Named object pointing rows
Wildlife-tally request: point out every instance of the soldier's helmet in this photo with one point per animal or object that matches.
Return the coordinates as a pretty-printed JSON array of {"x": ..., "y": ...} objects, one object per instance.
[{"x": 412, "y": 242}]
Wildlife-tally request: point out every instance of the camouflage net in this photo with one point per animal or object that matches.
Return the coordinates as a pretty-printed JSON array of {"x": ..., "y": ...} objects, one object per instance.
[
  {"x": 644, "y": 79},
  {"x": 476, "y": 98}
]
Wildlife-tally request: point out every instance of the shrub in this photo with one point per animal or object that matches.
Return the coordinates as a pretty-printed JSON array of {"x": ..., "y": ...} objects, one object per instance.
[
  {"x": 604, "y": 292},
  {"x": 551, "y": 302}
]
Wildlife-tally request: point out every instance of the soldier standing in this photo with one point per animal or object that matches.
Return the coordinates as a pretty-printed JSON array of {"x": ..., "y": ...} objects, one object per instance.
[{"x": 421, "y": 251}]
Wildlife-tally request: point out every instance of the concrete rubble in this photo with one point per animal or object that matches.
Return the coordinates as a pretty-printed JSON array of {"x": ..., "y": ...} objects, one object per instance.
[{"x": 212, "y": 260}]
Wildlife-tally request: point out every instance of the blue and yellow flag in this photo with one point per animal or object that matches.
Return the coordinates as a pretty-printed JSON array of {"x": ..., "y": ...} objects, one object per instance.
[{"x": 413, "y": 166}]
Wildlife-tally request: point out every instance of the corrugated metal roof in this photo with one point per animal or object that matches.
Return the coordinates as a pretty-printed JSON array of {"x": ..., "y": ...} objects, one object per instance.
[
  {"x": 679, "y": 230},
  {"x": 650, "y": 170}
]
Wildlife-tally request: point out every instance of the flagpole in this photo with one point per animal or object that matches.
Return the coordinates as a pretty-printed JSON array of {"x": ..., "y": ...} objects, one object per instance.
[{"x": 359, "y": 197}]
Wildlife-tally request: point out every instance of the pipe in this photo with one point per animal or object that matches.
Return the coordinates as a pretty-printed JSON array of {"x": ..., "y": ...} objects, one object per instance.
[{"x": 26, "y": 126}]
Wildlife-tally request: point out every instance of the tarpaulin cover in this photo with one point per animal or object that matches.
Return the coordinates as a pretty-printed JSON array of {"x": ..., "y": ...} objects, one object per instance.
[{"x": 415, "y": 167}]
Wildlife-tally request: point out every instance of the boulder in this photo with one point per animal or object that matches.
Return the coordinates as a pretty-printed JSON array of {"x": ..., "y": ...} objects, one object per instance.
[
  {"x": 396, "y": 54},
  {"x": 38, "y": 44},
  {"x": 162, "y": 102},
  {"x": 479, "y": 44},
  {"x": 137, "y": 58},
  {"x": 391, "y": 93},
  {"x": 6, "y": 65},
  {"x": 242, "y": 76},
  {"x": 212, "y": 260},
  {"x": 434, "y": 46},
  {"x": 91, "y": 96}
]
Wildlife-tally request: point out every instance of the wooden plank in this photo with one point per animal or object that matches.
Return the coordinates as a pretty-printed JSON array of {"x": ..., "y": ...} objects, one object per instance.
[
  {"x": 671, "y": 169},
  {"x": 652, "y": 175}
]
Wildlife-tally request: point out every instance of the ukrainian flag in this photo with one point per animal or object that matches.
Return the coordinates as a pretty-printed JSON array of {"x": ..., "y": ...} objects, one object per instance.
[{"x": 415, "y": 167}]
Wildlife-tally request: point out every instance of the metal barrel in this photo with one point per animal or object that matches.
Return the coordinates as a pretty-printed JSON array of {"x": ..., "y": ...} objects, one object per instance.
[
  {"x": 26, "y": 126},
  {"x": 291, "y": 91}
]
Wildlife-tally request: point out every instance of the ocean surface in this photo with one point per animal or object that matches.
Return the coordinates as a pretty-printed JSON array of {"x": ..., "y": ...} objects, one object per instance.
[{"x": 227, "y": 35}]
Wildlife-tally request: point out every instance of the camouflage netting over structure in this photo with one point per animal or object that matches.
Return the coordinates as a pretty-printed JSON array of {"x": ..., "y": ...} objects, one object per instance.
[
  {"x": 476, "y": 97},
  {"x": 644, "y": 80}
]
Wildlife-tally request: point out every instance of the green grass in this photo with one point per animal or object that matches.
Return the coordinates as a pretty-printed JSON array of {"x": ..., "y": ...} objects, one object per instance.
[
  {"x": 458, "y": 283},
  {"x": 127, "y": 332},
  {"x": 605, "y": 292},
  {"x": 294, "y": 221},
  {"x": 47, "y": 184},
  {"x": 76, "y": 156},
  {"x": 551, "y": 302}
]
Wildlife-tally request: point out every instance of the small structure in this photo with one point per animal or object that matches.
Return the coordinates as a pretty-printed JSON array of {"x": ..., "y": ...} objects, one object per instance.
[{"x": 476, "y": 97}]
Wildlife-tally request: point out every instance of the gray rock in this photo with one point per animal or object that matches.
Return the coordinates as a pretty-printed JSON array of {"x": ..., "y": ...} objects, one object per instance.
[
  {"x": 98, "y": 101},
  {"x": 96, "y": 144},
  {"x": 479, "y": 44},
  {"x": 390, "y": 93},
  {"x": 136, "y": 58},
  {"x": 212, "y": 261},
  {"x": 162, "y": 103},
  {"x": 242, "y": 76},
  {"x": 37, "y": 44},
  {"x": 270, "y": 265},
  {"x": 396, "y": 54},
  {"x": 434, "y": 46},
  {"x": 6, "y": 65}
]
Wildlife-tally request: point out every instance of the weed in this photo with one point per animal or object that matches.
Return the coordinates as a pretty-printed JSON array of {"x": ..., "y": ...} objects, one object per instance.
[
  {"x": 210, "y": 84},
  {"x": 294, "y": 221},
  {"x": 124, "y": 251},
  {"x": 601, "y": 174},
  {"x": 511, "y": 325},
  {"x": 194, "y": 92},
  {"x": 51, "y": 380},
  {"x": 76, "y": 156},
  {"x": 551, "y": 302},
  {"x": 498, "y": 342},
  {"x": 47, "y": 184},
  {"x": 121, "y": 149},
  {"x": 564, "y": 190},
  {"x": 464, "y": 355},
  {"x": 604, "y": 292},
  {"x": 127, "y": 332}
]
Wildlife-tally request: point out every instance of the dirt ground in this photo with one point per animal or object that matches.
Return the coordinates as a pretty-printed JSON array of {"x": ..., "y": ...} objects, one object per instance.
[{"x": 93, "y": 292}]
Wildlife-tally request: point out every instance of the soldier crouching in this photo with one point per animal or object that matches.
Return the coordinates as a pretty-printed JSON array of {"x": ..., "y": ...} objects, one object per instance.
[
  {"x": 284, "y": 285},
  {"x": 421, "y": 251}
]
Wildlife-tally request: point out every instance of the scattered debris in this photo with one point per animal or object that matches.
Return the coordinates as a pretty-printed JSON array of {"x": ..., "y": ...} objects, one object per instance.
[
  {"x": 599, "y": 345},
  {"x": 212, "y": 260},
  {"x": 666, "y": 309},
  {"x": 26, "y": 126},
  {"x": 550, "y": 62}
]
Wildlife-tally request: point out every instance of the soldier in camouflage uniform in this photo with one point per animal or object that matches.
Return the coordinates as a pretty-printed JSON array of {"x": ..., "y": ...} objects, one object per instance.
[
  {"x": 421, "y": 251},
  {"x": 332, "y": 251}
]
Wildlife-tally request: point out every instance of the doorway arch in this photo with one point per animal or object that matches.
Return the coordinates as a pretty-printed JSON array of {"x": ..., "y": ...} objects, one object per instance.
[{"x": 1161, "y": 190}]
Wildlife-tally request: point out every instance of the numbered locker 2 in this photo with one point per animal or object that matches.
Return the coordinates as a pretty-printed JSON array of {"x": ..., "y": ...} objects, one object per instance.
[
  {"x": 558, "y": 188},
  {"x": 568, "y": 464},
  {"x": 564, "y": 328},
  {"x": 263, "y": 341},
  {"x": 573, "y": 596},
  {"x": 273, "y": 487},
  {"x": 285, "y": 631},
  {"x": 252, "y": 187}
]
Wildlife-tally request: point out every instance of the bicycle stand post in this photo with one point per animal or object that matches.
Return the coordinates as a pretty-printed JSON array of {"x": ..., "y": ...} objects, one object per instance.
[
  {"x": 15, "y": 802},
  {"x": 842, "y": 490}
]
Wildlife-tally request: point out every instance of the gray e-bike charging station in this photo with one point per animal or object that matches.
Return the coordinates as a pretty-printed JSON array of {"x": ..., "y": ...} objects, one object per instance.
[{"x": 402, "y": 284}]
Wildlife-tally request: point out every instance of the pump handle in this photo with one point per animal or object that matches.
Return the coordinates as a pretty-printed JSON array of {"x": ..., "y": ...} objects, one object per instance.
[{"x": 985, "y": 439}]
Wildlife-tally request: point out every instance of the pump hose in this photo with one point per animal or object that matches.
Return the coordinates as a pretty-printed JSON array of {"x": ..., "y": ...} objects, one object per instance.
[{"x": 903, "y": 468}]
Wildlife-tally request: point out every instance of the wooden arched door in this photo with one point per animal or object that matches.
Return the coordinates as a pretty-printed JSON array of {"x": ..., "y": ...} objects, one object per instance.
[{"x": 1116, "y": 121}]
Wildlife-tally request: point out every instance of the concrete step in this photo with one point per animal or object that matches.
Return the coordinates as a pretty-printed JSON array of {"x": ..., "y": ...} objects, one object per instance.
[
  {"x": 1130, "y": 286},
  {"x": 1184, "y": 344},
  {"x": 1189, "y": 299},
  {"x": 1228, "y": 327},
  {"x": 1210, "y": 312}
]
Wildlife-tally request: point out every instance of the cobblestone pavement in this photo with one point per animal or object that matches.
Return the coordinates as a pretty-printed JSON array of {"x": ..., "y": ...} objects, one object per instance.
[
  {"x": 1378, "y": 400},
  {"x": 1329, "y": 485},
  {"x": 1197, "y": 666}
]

**THE PROBLEM:** Starting at the row with "the concrete step" and running through the end of the rows, copy those lines again with "Wildlife-tally request" switched to "Object-count request" and all else unchanged.

**RESPONSE TO THIS TASK:**
Object-count request: point out every instance of the concrete step in this photo with one point per animal or object that matches.
Return the coordinates as a pretty-printed JSON array of {"x": ..., "y": ...} objects, one object per instance.
[
  {"x": 1130, "y": 286},
  {"x": 1184, "y": 344},
  {"x": 1189, "y": 299},
  {"x": 1228, "y": 327},
  {"x": 1210, "y": 312}
]
Object-count request: point out every instance of the cobblestone pavement in this photo with one point per animal or object that matches.
Return the coordinates as a pretty-printed JSON array of {"x": ..., "y": ...} objects, one object per instance.
[
  {"x": 1378, "y": 400},
  {"x": 1329, "y": 485},
  {"x": 1197, "y": 666}
]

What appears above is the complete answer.